SHORT TASK: How many lines in the entries below contain the word "slab"? Reply with the number alone.
——————
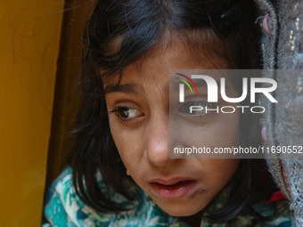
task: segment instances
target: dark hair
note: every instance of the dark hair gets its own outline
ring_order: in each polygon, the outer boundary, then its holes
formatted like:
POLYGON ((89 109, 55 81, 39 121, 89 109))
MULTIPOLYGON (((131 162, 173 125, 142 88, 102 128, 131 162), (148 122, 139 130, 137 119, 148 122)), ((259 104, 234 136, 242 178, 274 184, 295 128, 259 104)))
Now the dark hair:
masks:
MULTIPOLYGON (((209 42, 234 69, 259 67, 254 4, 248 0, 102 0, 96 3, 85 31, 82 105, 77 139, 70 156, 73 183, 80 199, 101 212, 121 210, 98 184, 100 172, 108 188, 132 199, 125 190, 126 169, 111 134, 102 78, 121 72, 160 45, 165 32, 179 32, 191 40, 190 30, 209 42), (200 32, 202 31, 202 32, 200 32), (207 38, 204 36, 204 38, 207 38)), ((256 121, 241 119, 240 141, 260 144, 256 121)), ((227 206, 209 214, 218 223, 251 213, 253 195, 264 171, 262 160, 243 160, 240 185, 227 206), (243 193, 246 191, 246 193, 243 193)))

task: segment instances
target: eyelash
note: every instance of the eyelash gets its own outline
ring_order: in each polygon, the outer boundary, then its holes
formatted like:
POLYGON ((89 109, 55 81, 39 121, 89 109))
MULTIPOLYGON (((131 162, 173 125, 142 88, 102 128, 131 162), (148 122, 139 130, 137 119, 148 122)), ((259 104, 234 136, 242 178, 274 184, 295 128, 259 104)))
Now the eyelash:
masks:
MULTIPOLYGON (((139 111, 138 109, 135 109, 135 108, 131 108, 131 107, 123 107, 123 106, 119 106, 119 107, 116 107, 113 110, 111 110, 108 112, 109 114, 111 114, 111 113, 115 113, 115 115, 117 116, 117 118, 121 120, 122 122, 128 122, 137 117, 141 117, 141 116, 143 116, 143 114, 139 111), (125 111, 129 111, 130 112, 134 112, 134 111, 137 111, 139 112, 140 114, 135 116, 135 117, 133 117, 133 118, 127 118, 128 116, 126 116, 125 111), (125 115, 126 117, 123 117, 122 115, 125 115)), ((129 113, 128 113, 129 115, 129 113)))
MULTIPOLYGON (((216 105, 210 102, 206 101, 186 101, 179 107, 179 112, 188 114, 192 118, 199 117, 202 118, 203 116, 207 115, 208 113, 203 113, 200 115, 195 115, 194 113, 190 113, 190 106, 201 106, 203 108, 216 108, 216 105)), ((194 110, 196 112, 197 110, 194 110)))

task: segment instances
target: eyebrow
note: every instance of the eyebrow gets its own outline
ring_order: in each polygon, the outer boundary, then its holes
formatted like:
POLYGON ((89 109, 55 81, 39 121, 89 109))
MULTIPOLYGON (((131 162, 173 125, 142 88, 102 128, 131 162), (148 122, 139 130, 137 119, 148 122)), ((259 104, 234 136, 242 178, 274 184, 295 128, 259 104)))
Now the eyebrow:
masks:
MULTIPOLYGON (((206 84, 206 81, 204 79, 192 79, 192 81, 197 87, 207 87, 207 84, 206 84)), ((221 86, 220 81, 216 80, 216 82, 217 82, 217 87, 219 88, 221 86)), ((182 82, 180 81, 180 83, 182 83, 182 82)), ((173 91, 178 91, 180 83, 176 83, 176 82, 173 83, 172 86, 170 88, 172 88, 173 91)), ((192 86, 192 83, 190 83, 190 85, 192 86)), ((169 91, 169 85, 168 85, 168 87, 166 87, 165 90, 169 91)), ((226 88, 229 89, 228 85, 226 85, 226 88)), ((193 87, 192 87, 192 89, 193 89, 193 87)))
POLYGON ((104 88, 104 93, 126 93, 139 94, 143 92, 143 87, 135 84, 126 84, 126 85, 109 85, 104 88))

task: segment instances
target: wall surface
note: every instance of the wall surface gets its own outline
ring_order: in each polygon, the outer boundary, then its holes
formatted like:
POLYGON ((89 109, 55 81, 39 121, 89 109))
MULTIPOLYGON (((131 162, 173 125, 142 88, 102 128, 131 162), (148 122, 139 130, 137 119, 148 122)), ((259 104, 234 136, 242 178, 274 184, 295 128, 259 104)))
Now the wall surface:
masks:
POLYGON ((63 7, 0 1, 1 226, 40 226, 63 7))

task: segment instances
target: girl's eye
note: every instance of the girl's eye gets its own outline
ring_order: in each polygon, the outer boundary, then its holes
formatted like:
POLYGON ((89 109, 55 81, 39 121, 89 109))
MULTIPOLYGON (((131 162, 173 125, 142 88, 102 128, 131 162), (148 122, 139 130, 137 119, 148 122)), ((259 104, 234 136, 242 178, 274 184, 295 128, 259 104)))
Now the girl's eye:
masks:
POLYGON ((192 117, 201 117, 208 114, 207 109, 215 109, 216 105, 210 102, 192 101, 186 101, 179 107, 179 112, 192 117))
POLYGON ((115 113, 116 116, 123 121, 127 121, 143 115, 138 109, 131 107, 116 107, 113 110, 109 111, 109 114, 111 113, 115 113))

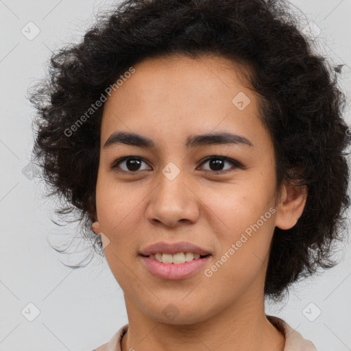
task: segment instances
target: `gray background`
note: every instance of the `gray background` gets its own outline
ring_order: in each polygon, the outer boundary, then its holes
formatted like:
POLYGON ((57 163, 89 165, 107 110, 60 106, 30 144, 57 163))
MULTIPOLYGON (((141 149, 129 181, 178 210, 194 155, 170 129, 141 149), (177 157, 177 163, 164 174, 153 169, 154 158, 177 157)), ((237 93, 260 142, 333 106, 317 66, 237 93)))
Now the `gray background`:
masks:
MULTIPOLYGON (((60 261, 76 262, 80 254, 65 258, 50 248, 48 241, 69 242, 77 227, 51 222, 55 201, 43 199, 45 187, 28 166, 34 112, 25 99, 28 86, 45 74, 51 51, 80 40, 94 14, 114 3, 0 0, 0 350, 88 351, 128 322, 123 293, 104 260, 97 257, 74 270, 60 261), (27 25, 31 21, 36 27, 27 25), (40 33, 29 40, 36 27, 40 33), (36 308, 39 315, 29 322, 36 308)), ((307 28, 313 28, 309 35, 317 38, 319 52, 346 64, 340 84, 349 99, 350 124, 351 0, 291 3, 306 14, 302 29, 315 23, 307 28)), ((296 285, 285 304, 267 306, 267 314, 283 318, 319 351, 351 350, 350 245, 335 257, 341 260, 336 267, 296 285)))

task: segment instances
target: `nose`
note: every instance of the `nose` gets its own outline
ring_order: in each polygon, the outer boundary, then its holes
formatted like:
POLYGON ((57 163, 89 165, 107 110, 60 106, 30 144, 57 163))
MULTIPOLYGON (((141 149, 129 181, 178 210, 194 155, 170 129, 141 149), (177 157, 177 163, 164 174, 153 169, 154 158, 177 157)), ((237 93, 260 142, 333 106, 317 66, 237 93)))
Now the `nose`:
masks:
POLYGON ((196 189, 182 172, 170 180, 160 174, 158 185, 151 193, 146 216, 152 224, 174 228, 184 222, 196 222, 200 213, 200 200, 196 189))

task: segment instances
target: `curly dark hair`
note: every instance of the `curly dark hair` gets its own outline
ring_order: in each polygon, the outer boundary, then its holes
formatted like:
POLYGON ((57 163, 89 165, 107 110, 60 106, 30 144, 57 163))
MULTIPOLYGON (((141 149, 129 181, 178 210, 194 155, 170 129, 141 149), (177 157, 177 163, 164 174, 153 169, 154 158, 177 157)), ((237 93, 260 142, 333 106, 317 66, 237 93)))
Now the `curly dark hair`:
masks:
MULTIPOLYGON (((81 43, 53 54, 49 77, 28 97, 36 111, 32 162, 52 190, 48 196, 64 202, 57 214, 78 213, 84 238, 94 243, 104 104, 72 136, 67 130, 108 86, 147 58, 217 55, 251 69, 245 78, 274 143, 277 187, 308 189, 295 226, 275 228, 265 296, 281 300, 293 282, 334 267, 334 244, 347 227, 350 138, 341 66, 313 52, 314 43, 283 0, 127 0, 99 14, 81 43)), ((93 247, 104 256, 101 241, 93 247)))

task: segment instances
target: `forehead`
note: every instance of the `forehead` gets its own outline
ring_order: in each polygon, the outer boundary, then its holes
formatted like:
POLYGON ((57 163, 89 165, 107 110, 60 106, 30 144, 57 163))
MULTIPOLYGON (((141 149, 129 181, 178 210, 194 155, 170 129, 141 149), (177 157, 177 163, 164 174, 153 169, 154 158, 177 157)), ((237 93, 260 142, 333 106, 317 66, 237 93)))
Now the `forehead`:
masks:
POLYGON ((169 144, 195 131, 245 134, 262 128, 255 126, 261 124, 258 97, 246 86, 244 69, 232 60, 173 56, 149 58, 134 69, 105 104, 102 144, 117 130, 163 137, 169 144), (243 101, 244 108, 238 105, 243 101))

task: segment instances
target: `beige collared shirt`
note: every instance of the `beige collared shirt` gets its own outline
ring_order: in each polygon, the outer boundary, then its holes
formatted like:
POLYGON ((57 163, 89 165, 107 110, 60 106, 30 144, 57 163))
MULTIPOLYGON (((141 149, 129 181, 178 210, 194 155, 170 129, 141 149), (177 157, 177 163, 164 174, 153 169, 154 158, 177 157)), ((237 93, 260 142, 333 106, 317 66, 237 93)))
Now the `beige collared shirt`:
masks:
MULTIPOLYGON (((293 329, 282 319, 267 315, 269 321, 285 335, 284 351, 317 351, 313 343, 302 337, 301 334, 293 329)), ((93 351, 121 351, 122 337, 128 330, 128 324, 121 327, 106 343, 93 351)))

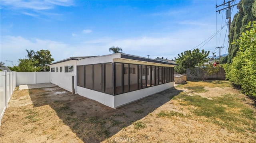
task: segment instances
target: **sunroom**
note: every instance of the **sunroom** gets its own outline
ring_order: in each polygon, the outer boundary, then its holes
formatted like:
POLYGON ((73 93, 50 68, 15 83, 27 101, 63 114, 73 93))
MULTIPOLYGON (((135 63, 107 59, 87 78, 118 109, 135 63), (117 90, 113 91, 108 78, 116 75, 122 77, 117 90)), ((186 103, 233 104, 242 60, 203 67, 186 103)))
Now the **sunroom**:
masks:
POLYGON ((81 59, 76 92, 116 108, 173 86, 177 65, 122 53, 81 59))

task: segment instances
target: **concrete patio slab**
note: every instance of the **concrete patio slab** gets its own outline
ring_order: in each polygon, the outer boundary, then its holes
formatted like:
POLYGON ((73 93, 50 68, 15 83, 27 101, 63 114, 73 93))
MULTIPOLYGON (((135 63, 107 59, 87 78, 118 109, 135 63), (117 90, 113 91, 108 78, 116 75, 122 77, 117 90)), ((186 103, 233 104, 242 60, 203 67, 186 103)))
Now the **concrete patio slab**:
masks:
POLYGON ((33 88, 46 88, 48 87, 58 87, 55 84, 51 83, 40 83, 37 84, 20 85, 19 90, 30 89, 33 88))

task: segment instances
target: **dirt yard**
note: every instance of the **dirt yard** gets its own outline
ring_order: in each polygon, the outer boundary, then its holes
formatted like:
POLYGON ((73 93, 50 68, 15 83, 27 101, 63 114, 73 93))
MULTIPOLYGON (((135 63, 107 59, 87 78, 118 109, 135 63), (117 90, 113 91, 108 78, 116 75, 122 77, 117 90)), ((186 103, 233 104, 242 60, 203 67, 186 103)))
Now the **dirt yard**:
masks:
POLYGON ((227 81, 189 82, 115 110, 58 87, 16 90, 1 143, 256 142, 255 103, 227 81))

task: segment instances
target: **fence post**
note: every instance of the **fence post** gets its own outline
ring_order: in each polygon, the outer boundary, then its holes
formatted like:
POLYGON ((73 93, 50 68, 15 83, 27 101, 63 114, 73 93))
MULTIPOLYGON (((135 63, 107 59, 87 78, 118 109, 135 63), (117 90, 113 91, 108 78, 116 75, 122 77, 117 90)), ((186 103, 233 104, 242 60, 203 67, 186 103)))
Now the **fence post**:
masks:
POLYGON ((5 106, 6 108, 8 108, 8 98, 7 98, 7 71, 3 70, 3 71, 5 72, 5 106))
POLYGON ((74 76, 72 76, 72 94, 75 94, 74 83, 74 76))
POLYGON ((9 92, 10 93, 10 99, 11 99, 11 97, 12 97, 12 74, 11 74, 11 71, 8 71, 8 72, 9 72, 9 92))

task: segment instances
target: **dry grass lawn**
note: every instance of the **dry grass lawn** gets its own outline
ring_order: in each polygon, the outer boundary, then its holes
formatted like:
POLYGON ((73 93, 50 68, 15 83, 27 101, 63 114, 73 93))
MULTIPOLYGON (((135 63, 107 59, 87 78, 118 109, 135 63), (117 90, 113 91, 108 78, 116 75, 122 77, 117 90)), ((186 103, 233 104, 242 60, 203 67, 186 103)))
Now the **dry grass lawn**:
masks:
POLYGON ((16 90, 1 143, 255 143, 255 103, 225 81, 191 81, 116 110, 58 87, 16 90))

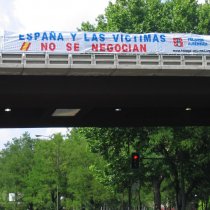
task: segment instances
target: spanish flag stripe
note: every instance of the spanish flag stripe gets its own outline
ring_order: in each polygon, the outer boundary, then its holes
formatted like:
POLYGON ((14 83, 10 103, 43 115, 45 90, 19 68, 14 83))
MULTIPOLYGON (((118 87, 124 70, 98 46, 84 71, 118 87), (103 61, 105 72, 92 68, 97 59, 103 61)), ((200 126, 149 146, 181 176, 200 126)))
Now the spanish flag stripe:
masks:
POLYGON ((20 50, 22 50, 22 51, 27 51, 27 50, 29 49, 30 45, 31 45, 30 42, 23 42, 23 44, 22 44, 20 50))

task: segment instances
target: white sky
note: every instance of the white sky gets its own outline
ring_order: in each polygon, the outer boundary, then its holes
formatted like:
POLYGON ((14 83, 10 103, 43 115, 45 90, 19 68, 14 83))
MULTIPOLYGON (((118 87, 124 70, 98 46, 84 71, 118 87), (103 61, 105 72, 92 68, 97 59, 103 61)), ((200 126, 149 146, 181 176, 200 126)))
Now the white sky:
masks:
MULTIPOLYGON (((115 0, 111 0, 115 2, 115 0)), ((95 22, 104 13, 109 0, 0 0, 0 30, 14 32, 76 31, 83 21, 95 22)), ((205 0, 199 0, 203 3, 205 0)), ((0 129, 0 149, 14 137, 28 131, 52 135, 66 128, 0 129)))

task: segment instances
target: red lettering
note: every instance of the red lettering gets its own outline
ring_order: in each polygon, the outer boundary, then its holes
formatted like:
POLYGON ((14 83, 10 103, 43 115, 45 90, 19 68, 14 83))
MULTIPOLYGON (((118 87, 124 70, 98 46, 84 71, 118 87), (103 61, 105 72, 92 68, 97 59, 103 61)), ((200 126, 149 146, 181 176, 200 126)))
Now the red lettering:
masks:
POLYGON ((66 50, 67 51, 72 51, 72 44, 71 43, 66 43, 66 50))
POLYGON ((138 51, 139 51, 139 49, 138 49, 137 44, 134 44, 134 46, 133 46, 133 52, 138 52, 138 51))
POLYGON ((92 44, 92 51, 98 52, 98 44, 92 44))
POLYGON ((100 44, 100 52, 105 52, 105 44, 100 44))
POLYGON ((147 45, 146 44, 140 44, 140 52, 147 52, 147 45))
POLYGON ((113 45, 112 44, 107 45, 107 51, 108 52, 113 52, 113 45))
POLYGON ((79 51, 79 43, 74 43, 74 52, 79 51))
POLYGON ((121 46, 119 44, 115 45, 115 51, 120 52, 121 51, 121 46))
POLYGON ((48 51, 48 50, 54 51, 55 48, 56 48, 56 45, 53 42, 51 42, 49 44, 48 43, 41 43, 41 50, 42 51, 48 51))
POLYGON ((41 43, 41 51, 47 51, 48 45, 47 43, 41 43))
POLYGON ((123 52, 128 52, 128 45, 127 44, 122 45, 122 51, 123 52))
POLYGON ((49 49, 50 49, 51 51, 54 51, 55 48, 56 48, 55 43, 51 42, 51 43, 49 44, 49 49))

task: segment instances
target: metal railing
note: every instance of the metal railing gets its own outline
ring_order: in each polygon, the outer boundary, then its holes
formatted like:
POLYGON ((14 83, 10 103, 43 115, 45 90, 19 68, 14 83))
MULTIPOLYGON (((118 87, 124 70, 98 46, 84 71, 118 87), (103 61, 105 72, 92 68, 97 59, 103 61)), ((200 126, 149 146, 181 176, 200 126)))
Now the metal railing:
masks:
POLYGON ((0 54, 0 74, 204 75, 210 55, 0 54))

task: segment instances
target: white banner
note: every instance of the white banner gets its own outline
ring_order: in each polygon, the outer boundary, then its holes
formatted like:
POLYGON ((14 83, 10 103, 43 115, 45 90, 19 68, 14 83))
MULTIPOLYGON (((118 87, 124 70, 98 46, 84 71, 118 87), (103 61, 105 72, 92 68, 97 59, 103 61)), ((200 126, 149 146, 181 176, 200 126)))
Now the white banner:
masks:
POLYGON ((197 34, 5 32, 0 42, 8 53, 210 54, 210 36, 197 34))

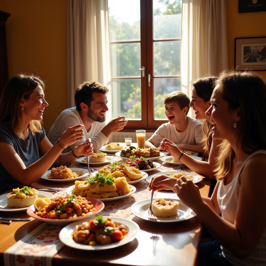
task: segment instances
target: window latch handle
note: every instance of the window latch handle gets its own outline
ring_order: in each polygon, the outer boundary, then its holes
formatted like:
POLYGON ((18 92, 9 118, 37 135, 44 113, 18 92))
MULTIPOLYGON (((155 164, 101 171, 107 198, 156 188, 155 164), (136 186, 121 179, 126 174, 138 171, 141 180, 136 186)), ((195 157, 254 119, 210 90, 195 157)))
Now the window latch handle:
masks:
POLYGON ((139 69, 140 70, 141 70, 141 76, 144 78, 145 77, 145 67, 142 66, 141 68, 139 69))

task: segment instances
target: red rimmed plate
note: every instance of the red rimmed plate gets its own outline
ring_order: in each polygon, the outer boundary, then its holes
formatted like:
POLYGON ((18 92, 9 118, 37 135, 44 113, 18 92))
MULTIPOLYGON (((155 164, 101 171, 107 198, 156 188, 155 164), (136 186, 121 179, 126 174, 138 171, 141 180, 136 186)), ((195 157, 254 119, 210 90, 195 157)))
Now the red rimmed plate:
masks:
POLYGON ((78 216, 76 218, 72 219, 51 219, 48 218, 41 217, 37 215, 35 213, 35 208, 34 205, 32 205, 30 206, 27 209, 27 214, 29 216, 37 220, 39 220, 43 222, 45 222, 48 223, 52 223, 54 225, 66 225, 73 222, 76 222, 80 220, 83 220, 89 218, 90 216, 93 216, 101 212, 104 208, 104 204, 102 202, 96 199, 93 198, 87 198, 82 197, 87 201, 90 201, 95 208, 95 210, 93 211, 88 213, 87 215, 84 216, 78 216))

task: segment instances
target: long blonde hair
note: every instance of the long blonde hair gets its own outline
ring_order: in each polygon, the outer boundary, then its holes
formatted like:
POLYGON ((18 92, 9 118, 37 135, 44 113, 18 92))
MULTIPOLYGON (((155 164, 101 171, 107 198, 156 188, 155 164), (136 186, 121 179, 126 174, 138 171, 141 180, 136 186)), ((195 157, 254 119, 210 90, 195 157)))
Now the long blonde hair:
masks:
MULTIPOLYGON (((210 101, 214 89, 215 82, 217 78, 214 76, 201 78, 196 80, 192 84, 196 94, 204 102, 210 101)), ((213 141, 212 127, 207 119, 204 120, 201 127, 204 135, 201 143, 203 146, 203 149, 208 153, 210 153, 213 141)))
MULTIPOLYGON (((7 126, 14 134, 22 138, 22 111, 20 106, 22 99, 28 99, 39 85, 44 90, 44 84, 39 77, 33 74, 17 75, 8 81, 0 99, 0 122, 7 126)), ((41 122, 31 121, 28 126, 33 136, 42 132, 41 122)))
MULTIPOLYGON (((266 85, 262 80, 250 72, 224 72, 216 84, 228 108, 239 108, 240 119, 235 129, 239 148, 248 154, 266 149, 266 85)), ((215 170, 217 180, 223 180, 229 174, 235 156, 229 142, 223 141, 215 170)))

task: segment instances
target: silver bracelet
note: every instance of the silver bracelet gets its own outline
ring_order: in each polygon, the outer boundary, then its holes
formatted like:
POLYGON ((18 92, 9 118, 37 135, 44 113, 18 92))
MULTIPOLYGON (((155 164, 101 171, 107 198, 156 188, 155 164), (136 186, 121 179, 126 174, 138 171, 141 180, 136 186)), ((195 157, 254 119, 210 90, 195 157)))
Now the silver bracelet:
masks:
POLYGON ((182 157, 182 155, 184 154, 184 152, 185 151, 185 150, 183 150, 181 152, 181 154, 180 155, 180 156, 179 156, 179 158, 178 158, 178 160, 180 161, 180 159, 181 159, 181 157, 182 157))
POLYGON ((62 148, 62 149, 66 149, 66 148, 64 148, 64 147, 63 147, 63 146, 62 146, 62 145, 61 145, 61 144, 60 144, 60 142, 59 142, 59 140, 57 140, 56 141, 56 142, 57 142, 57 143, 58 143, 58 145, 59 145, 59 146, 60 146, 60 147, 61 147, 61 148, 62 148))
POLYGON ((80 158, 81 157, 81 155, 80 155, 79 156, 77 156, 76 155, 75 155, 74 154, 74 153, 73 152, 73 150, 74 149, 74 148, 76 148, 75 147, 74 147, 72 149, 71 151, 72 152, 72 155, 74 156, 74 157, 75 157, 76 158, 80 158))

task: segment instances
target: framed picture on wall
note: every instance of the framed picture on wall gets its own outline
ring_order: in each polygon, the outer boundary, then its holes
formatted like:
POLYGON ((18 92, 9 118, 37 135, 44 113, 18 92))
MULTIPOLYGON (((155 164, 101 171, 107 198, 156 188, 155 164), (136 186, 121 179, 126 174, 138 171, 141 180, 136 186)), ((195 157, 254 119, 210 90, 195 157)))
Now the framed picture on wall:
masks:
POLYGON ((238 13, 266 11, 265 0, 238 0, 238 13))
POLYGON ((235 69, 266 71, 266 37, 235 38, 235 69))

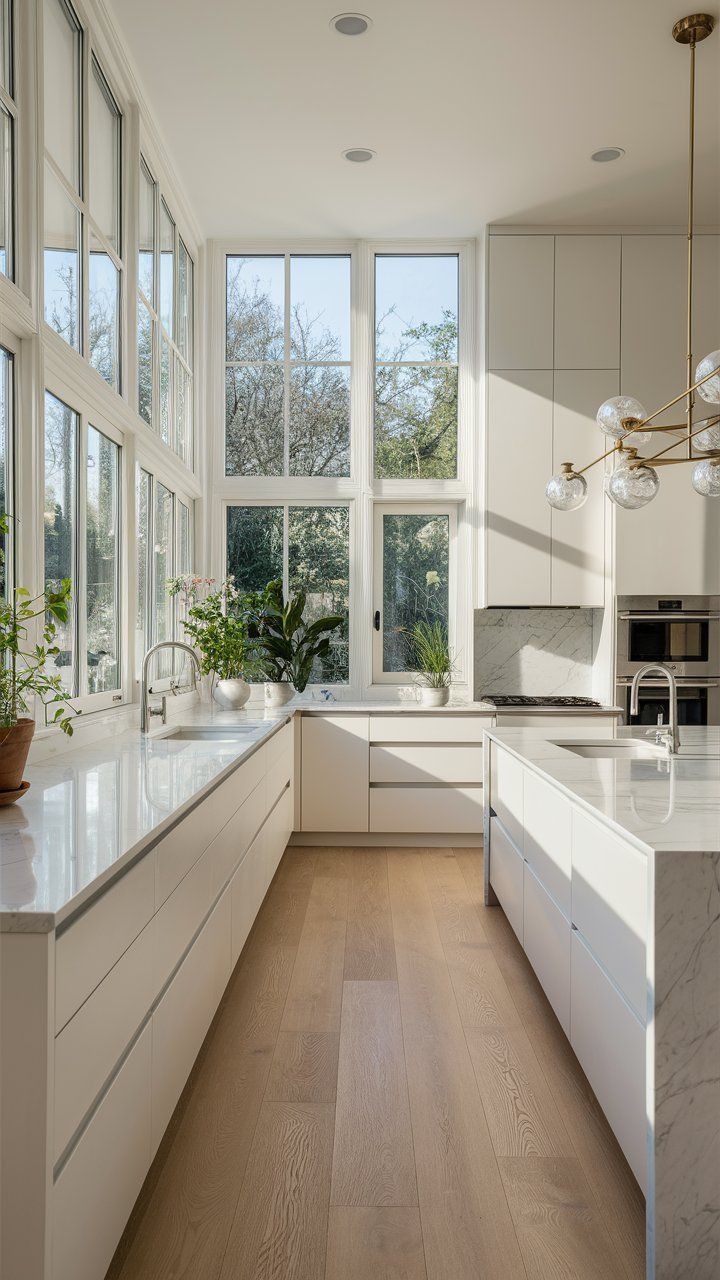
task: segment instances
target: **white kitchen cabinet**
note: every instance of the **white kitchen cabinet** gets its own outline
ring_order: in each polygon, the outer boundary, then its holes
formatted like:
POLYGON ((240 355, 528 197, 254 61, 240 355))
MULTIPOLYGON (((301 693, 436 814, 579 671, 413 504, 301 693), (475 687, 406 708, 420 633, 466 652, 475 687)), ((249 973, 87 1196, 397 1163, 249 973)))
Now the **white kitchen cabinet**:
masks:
——————
SOLUTION TO THE PROBLEM: 3